* WORK ORDER
Copy every line of the following data that includes the string "water".

Start of INPUT

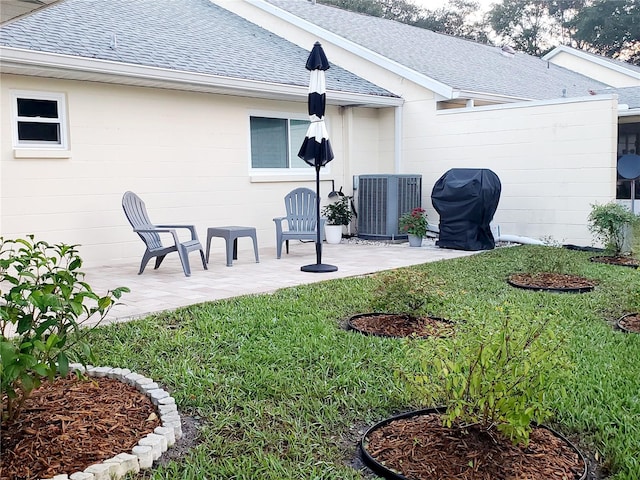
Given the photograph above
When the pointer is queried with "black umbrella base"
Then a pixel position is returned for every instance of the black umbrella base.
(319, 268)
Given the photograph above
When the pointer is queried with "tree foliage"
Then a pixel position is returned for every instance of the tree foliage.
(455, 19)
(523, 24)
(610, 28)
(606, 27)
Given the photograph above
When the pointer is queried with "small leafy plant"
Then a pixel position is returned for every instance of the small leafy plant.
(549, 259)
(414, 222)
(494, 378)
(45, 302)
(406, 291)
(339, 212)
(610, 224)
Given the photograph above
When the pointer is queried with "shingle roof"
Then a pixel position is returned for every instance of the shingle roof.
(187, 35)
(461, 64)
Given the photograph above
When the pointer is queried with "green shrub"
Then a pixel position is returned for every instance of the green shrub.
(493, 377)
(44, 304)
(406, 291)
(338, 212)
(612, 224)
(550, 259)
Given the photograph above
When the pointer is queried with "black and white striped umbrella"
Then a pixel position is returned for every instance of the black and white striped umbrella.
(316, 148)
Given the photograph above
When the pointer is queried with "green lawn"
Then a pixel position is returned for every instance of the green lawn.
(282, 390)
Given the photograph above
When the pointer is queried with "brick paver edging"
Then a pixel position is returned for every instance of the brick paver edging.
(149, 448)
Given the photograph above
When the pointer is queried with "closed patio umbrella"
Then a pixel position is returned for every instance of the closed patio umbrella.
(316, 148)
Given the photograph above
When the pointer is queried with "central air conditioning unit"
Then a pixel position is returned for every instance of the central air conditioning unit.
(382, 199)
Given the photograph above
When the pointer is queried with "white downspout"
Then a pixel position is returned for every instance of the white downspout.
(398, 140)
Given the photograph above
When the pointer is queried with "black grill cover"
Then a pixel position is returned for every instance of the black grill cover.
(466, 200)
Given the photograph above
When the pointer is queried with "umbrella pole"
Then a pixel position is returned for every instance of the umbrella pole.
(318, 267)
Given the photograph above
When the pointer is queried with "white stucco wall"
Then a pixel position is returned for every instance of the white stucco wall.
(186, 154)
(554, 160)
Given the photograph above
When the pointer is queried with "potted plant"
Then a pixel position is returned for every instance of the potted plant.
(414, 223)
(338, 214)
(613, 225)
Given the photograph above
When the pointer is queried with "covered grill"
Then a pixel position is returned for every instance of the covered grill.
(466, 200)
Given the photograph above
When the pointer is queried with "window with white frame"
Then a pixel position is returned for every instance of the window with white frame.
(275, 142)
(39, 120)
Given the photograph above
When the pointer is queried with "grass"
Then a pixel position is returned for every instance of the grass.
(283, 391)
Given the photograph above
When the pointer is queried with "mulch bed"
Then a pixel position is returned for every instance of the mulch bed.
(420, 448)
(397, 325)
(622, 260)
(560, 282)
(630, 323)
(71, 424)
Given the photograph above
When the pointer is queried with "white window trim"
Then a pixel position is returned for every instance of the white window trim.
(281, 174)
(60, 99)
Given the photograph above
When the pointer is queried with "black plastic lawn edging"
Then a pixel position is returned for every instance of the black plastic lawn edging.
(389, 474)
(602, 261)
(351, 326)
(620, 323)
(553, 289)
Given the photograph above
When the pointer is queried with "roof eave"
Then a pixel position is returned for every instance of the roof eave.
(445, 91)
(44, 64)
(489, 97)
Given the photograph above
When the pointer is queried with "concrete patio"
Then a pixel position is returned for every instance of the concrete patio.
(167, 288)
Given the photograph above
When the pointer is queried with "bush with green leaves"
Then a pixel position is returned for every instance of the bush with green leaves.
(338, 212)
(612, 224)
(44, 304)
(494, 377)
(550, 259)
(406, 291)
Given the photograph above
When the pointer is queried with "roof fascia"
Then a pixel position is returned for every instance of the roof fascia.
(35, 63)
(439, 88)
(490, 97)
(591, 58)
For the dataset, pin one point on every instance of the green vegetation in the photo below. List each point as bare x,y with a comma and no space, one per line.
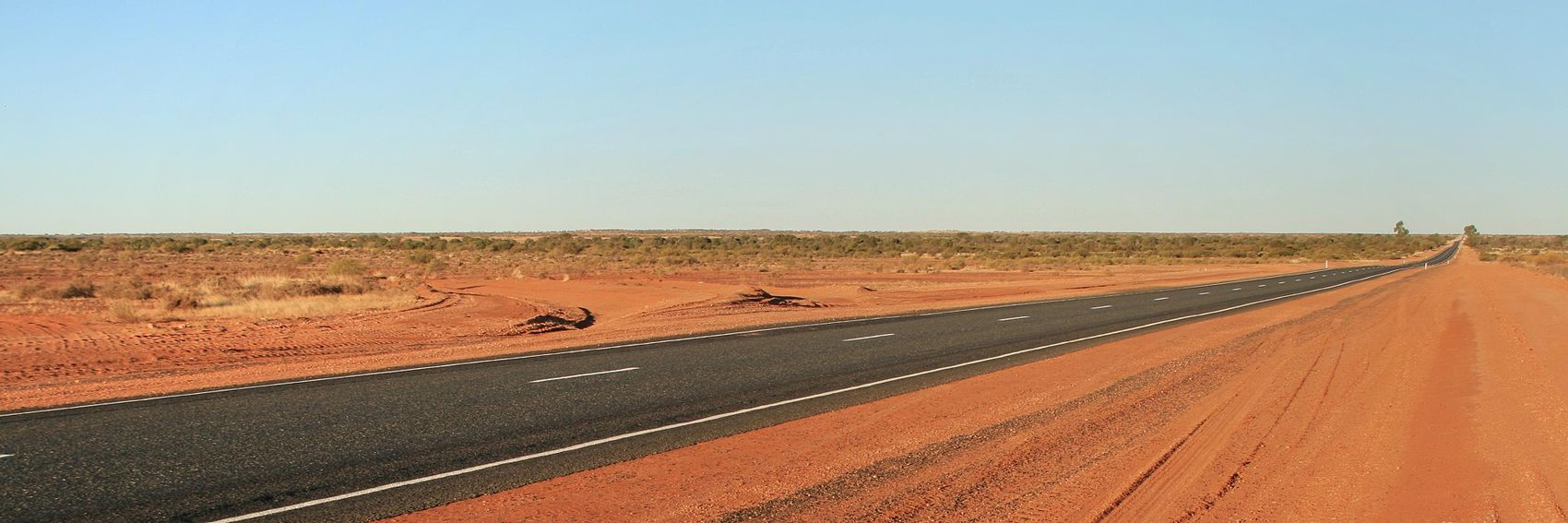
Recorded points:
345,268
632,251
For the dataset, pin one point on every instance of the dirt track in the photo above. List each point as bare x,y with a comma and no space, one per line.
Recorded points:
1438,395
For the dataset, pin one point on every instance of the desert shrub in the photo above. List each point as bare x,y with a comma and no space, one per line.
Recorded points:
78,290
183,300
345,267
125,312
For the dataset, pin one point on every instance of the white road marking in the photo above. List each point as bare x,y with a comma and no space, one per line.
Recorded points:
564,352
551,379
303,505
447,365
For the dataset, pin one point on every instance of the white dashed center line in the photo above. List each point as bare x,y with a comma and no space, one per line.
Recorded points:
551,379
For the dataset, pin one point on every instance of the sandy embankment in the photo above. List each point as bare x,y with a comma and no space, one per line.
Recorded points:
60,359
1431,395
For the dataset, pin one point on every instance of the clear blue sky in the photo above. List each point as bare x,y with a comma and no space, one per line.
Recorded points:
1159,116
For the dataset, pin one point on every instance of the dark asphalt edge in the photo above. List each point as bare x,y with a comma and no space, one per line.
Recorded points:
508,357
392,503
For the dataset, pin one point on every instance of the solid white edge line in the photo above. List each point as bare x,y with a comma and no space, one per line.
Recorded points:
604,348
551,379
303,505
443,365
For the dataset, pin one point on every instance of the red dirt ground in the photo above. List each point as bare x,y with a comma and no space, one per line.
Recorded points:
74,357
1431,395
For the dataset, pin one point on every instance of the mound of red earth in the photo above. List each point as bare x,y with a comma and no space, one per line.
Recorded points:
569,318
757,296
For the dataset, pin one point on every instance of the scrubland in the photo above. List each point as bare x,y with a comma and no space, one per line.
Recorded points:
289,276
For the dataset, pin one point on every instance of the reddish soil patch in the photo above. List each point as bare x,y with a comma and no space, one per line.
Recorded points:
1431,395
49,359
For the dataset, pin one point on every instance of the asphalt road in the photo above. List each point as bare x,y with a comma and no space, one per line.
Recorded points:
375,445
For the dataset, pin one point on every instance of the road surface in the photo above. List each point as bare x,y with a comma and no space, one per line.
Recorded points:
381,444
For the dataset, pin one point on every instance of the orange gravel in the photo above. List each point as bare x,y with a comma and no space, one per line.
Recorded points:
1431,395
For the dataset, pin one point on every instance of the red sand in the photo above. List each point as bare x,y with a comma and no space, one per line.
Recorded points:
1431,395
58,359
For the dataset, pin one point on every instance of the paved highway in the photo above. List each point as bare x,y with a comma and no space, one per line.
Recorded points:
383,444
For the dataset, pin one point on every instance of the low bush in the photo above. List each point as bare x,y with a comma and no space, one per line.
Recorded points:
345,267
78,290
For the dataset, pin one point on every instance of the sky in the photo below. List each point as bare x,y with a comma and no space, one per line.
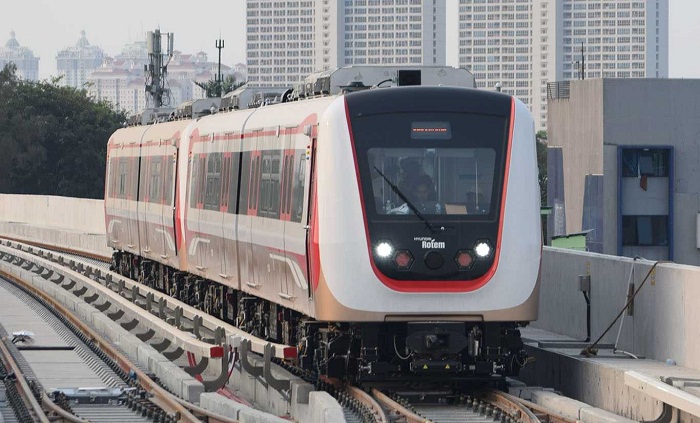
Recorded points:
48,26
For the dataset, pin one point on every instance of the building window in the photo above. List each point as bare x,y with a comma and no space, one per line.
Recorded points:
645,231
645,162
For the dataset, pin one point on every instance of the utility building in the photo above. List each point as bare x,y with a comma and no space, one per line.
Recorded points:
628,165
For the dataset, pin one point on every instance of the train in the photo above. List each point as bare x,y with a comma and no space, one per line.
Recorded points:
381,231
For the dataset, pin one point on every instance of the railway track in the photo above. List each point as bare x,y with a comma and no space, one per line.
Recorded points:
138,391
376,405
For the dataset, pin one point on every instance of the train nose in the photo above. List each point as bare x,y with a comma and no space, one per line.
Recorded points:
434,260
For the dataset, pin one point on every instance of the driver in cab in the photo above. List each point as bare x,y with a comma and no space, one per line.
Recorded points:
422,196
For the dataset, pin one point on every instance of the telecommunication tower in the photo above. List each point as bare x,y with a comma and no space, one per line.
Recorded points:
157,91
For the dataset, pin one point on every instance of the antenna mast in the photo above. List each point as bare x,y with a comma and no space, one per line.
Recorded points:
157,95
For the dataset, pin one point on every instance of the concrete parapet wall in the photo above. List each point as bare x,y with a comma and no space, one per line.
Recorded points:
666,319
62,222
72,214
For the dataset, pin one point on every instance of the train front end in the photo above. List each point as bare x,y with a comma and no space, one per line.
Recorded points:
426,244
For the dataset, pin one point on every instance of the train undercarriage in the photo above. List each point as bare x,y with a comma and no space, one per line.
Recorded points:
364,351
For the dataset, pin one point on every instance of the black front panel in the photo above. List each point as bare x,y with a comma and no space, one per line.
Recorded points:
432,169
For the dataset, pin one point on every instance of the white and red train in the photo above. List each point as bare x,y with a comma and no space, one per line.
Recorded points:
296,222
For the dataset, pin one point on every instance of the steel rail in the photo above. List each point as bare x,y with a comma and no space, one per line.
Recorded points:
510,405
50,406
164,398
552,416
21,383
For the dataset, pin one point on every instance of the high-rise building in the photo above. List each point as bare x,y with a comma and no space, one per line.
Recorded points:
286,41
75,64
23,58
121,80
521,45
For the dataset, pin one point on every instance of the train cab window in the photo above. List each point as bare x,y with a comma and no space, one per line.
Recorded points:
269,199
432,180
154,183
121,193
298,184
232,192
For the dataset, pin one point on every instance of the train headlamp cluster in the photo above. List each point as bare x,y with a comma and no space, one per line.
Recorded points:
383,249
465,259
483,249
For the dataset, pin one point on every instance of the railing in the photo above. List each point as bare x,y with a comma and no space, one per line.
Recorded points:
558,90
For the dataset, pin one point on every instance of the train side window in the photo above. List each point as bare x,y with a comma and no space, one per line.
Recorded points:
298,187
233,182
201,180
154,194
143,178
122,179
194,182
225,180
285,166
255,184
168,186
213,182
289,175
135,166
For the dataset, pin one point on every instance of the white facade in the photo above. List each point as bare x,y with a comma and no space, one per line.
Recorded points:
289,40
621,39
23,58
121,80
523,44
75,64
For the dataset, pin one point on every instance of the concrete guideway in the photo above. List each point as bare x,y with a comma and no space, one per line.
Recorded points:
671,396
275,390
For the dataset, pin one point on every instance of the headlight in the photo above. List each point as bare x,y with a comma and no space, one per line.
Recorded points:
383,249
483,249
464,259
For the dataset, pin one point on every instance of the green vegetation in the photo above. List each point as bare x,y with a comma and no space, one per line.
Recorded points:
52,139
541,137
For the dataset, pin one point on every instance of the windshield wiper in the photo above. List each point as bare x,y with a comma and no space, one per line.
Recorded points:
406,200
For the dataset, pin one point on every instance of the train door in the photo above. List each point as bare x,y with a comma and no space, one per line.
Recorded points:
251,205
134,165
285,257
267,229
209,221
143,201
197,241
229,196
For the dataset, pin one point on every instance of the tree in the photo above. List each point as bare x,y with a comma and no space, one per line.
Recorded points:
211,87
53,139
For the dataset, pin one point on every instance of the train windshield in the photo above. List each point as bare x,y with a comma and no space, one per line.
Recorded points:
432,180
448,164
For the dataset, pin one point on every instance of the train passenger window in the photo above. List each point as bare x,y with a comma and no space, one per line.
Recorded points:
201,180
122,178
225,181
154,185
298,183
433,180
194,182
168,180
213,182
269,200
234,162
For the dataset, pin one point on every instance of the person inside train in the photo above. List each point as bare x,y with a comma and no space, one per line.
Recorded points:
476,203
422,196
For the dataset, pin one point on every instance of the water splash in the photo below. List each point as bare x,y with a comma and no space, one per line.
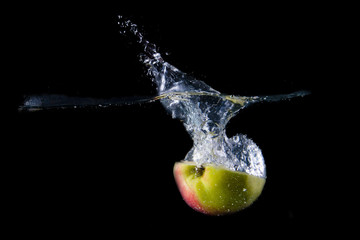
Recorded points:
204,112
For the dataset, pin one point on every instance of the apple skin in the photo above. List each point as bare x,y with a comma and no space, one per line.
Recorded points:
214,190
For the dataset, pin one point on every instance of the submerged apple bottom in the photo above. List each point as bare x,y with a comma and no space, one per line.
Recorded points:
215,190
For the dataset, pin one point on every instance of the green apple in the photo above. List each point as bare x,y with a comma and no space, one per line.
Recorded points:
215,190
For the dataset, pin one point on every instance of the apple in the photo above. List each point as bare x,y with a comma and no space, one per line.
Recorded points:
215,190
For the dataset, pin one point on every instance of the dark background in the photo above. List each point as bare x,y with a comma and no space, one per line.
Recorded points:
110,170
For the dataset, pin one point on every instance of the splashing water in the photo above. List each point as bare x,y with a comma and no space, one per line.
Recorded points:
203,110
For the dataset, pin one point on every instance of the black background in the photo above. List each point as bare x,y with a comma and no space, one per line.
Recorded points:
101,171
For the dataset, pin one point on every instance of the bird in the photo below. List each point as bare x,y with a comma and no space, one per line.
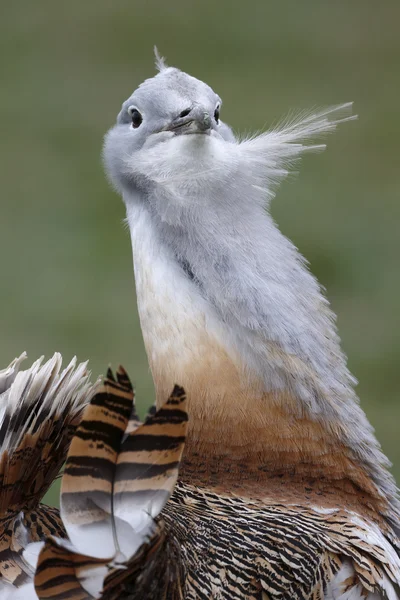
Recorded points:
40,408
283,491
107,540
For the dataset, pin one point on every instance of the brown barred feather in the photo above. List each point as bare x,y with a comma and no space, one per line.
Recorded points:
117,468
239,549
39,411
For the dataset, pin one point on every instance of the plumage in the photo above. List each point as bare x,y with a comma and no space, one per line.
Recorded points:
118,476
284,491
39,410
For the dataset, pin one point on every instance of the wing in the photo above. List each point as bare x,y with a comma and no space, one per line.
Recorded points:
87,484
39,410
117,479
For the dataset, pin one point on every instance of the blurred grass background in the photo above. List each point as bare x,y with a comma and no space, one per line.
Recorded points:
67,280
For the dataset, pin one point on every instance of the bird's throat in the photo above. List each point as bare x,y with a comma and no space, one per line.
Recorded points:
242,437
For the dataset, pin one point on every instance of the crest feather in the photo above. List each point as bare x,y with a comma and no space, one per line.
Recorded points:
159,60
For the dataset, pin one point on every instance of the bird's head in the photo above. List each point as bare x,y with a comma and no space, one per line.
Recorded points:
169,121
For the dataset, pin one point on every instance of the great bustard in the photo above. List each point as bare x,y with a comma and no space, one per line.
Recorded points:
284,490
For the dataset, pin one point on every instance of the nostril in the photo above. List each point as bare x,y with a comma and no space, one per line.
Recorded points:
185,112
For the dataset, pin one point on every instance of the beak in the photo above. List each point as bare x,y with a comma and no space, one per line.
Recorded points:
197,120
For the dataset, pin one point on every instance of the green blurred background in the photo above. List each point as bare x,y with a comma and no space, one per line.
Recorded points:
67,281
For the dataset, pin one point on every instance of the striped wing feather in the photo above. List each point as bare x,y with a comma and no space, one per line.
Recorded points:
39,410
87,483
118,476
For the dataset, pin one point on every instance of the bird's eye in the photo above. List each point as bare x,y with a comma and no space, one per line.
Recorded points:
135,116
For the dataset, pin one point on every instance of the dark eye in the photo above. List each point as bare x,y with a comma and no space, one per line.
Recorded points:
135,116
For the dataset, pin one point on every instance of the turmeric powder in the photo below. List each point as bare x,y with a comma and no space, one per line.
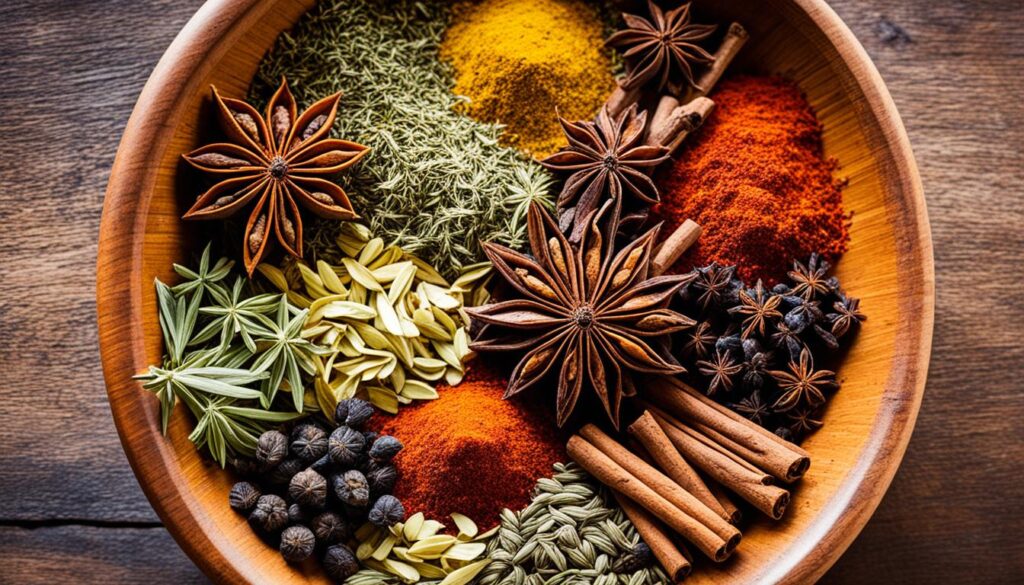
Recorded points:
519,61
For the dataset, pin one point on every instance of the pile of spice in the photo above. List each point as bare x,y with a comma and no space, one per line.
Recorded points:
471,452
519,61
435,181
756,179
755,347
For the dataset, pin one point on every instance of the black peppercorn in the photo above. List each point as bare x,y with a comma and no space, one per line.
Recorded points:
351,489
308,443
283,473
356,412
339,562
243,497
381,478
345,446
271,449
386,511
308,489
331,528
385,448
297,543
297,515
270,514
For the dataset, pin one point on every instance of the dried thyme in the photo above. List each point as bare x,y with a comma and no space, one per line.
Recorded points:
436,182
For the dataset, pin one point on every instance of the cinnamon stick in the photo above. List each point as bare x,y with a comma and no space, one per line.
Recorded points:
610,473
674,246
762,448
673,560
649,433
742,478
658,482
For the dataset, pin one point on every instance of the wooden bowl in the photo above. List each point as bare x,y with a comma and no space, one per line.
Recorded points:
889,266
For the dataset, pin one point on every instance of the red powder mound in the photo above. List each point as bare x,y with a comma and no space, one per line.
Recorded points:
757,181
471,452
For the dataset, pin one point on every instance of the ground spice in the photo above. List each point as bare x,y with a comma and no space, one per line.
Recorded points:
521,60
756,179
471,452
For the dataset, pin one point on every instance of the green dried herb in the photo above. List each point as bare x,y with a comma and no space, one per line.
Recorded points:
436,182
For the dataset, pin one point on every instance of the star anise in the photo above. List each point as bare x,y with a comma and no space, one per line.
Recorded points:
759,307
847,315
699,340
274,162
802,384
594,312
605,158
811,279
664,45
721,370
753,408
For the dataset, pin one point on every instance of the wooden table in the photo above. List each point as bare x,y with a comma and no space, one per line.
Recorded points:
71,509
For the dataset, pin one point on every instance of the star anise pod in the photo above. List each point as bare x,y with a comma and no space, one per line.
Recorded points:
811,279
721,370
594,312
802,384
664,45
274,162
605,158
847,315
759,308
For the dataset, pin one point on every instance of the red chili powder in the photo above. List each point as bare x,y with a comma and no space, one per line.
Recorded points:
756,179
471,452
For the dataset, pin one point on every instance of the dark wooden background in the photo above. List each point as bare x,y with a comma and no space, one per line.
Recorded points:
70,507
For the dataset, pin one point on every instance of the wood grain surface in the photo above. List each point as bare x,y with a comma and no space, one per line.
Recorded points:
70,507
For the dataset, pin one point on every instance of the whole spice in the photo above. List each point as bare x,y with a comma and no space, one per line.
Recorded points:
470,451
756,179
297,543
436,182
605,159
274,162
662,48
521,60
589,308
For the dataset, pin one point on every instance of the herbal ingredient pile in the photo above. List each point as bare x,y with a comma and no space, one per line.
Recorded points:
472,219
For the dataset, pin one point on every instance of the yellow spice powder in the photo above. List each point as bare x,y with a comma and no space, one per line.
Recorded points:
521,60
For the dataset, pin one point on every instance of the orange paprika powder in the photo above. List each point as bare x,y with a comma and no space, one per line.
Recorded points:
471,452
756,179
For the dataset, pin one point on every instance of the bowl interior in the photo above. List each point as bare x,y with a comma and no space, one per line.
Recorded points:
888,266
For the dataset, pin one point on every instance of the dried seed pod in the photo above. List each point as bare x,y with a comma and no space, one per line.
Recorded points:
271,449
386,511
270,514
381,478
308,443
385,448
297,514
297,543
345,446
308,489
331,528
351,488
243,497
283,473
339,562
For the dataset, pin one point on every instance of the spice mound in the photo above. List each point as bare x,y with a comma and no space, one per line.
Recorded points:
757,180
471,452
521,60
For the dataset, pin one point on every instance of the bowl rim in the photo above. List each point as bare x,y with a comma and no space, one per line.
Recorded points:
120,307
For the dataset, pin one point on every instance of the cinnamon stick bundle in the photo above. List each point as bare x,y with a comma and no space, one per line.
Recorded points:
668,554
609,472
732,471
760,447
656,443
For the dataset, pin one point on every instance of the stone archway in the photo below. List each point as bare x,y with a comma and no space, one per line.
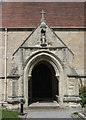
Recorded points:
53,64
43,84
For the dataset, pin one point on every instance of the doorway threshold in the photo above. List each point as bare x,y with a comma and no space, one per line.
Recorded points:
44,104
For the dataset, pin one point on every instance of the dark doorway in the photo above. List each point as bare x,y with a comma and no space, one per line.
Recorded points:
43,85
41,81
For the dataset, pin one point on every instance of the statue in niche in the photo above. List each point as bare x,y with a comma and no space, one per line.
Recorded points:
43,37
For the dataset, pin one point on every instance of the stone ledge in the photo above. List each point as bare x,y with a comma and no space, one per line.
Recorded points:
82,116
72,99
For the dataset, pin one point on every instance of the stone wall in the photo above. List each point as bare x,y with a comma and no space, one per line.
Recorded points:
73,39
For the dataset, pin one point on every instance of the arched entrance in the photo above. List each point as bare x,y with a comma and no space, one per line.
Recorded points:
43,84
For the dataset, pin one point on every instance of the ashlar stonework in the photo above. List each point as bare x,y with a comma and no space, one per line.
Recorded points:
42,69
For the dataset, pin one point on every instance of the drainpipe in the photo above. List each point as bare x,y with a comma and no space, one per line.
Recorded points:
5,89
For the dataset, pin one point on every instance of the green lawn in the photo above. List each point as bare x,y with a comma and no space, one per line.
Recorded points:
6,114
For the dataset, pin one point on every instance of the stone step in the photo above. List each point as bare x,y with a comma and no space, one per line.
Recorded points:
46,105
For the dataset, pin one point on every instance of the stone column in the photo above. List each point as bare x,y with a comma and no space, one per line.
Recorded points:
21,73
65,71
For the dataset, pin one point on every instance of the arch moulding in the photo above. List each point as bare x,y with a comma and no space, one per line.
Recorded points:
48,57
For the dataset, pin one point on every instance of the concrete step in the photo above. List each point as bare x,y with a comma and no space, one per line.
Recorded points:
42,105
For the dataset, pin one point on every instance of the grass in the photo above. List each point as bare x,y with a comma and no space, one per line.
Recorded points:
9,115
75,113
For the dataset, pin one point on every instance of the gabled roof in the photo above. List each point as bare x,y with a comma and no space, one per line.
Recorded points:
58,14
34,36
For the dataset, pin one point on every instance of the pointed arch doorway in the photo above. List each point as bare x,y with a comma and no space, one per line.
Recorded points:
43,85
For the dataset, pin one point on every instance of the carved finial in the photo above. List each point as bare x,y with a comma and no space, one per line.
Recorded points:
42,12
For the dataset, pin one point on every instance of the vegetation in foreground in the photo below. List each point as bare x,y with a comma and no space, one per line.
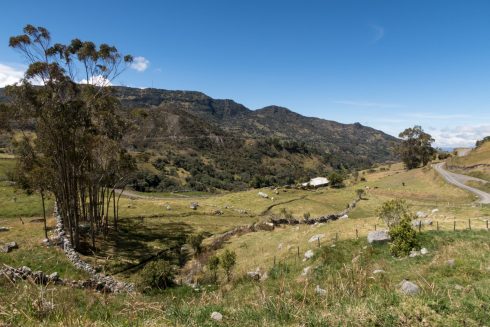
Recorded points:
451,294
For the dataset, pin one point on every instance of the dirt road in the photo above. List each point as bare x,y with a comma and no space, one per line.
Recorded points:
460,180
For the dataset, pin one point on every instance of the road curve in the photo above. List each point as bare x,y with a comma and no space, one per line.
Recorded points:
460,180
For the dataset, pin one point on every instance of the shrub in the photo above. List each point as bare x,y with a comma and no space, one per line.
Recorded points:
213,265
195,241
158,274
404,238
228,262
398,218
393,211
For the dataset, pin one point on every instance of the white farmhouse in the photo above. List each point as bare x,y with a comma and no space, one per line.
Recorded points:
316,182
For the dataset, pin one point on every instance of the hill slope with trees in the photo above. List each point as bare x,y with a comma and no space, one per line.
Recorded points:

End of INPUT

* RESULT OF THIS EXERCISE
For the dataset, pin one point on every instance of the water splash in the photo below. List each point as bare x,y with a comma and no space, one per line.
For the dataset, pin one point on every instance of the splashing water in the photo above. List each point as bare x,y with a comma and no space, one per line.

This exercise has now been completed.